■ ARTICLE ■
To conclude this section, while innovation AC is a normative concept privileging firm/individual capacities, application to the Māori context needs to consider the macro condition of colonisation that has influenced meso level institutions that in turn has enabled or constrained R&D innovation at the micro level of the Māori firm or individual. In the next section, we discuss a scoping project that deconstructs this complex web of interactions. While focussing on the technical capacities of individuals, the project has implications for how to accomplish an acceleration of the human and relational capacities needed to talk to and work with Māori partners.

Māori STEM scoping project – objectives, methodology and results

In 2016, the Kāhui Māori, SfTI-TAPTAH’s Māori advisory group, whose role is to ensure that Te Ao Māori (the Māori Maori world-view) is embedded across the SfTI NSC and to guide researchers to help them incorporate VM into their research, instigated a scoping project, the results of which were to be used to guide the Kāhui Māori to ‘creatively address capacity development’ (Science for Technological Innovation Citation2015, p. 32). While methodologically the project cannot be described as a scoping review (Levac et al. Citation2010; Peterson et al. Citation2017), the project does share a scoping review’s ‘aim to map rapidly  …  the main sources and types of evidence available’ (Arksey and O’Malley Citation2005 p. 21). A limited review of the Māori sci-tech landscape during the development of the SfTI-TAPTAH proposal showed there were substantial gaps in Māori technical capacity noting a 2010 IPENZ report that Maori made up only 4.6% of architects and engineers and 6.4% of physical science and engineering technicians (IPENZ Citation2010). Despite this, there were aspirations to include Māori PhD students with the requisite technical capacities in the research projects.

■ DATASET EXCERPTS ■
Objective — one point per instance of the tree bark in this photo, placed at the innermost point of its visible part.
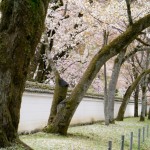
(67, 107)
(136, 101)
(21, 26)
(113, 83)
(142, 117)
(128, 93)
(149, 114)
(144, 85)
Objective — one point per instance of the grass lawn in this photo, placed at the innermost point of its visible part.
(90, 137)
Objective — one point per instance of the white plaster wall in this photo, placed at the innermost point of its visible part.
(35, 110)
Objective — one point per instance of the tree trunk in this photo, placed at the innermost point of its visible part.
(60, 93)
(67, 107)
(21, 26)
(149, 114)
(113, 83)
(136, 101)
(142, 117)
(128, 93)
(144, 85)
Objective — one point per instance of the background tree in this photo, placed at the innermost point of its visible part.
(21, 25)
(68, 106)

* * *

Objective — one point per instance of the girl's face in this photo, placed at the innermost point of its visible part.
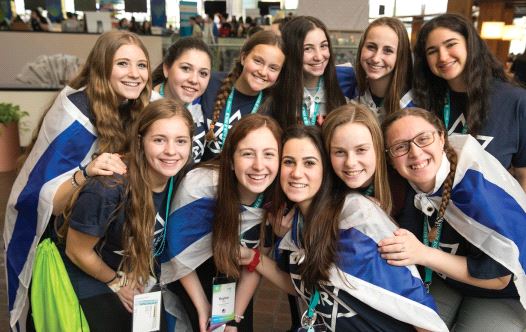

■ SHORT TASK 1 ■
From the article on Māori STEM capacity, reproduce the text between "To conclude this" and "with Māori partners.", inclusive.
■ SHORT TASK 2 ■
List every source cited in the article on Māori STEM capacity, giving each one's author and year as it appears there.
The records have no connection to the article on Māori STEM capacity.

■ REPLY 1 ■
To conclude this section, while innovation AC is a normative concept privileging firm/individual capacities, application to the Māori context needs to consider the macro condition of colonisation that has influenced meso level institutions that in turn has enabled or constrained R&D innovation at the micro level of the Māori firm or individual. In the next section, we discuss a scoping project that deconstructs this complex web of interactions. While focussing on the technical capacities of individuals, the project has implications for how to accomplish an acceleration of the human and relational capacities needed to talk to and work with Māori partners.

■ REPLY 2 ■
- Science for Technological Innovation, 2015
- Levac et al., 2010
- Peterson et al., 2017
- Arksey and O'Malley, 2005
- IPENZ, 2010